The exercise: The entries need to be copied exactly.
-*-*-
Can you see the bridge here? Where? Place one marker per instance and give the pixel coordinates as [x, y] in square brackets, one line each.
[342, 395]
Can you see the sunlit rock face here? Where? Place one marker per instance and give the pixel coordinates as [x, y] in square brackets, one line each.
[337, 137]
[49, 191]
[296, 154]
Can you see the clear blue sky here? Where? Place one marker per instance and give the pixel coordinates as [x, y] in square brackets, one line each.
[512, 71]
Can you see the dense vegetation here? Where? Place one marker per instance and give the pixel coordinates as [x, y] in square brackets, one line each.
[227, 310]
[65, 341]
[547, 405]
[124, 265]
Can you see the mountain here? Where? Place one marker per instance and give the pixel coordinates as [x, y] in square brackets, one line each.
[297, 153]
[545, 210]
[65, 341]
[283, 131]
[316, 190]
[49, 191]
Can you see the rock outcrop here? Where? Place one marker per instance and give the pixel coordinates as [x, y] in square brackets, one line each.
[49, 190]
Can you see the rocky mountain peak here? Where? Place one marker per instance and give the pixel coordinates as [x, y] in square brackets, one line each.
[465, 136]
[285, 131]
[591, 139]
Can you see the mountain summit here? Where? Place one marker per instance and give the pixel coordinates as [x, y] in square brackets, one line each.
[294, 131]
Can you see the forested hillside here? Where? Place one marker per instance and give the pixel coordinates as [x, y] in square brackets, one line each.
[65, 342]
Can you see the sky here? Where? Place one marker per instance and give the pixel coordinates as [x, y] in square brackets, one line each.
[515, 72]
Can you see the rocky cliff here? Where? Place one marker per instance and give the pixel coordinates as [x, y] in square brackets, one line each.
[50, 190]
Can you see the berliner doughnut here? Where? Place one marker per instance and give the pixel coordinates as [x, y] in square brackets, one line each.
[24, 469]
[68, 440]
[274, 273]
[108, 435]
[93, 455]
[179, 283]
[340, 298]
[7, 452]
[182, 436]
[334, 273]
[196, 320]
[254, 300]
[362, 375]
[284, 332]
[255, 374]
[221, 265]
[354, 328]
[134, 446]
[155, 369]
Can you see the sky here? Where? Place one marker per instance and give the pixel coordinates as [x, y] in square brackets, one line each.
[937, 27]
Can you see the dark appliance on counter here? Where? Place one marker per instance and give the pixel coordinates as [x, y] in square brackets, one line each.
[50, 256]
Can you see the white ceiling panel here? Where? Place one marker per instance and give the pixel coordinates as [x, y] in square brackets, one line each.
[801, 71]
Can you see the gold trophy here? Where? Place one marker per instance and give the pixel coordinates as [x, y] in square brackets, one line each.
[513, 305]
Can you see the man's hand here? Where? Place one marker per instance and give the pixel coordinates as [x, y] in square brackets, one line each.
-*-*-
Response to the task:
Can you see the bridge here? Where? Place one marker per instance and give the pixel coordinates as [x, y] in square brackets, one line each.
[342, 395]
Can you see the sunlit rock face here? Where? Place one marker per instance and give the pixel coordinates as [x, y] in square brackets, one line each.
[337, 137]
[49, 191]
[296, 154]
Can you see the clear blue sky here? Where? Place one marker per instance and give the pixel coordinates as [x, y] in square brackets, one line each.
[512, 71]
Can you see the dense vegetation here? Where? Place one marker per instance and give the pixel coordinates as [x, y] in square brackets, one line each.
[227, 310]
[65, 341]
[547, 405]
[124, 265]
Can you see the mountain here? Where? Place one marker per instance and give the pixel coordinates as [x, y] in square brackets, one line each.
[297, 153]
[545, 210]
[65, 341]
[283, 131]
[316, 190]
[49, 191]
Can you see the rock outcrop here? Where? Place one marker per instance and give the pixel coordinates as [x, y] in square brackets, one line each.
[49, 190]
Can you see the rocky mountain peak here? Where? Place one marker per instance and give the pixel coordinates as [x, y] in square brackets, one line each.
[465, 136]
[285, 131]
[591, 139]
Can you see the mountain summit here? Where? Place one marker per instance and give the pixel coordinates as [x, y] in square brackets, one line each.
[294, 131]
Can you see the forested hillside here? Where? Place one marker per instance and give the pixel coordinates as [x, y] in square brackets, one line each.
[65, 342]
Can you see the sky here? Where? Place one marker per instance and give the pixel coordinates as [x, y] in square brackets, one line each.
[515, 72]
Can you see the rocky cliff here? Where? Place one marker per instance and give the pixel coordinates as [x, y] in square brackets, one line each.
[50, 190]
Can you see the berliner doughnut here? Where? Place one marker per instance and give the pixel coordinates as [x, y] in square brackets, one line each.
[24, 469]
[68, 440]
[274, 273]
[108, 435]
[93, 455]
[179, 283]
[340, 298]
[7, 452]
[182, 436]
[334, 273]
[196, 320]
[254, 300]
[362, 375]
[284, 332]
[255, 374]
[221, 265]
[354, 328]
[134, 446]
[155, 369]
Can you see the sky here? Where? Place one marker per instance and give the pixel coordinates as [x, y] in square brackets, one line each.
[937, 27]
Can you see the dark appliance on counter here? Where? Place one marker per instance and give the pixel coordinates as [x, y] in square brackets, one line each.
[50, 256]
Can you see the white ceiling panel here? Where? Place one marker per instance and give the pixel coordinates as [x, y] in square brackets, one line each.
[801, 71]
Can you see the gold trophy here? Where? Place one marker per instance and give the pixel coordinates as [x, y] in square brackets, one line each.
[513, 305]
Can you see the man's hand here? Where? Place one marker per instance and give the pixel coordinates as [x, y] in square brackets, one line each.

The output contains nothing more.